## WHAT THE TASK ASKS
The required result is the exact run of lines beginning at the one containing "Target: butterfly body" and ending at the last line of the entries.
------------------------------
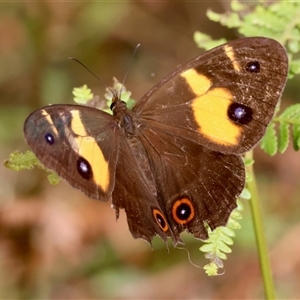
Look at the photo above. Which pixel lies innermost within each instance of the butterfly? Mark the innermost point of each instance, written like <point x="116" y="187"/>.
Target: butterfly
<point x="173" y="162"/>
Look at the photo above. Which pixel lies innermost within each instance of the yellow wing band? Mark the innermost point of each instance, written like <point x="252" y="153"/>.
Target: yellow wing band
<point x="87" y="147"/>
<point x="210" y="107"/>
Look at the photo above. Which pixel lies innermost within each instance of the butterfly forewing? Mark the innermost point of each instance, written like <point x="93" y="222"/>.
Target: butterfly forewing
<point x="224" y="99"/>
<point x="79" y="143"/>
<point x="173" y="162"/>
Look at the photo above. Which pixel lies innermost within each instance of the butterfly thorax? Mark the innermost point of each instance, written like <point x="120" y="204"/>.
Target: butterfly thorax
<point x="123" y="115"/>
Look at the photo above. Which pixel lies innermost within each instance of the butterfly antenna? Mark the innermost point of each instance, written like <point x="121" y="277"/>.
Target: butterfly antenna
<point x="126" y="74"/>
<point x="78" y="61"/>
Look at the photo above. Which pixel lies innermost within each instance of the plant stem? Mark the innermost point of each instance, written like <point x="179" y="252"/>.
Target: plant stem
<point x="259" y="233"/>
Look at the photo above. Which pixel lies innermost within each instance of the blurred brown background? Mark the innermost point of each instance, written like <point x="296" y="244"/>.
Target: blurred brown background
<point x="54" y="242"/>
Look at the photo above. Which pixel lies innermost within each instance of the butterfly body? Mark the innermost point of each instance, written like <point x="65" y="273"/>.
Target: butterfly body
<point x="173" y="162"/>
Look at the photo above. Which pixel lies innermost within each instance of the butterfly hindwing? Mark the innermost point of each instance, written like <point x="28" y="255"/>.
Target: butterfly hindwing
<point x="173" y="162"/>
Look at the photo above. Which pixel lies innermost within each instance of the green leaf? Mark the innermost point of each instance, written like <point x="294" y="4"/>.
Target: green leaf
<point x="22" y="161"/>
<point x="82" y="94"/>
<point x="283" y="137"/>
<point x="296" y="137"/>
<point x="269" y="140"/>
------------------------------
## EXERCISE OUTPUT
Target: butterfly body
<point x="173" y="162"/>
Look at the photo above. Which pixel lies innermost within each instance of the butterfly hindwing? Mark the innermost point of each instance, written like <point x="28" y="255"/>.
Target: butterfly hindwing
<point x="173" y="162"/>
Look at the photo above. Which pixel lies innermost within each instance of the green leaf? Mark the innermost point of each instance, written like <point x="294" y="4"/>.
Target: green leaf
<point x="22" y="161"/>
<point x="82" y="94"/>
<point x="283" y="137"/>
<point x="296" y="137"/>
<point x="269" y="140"/>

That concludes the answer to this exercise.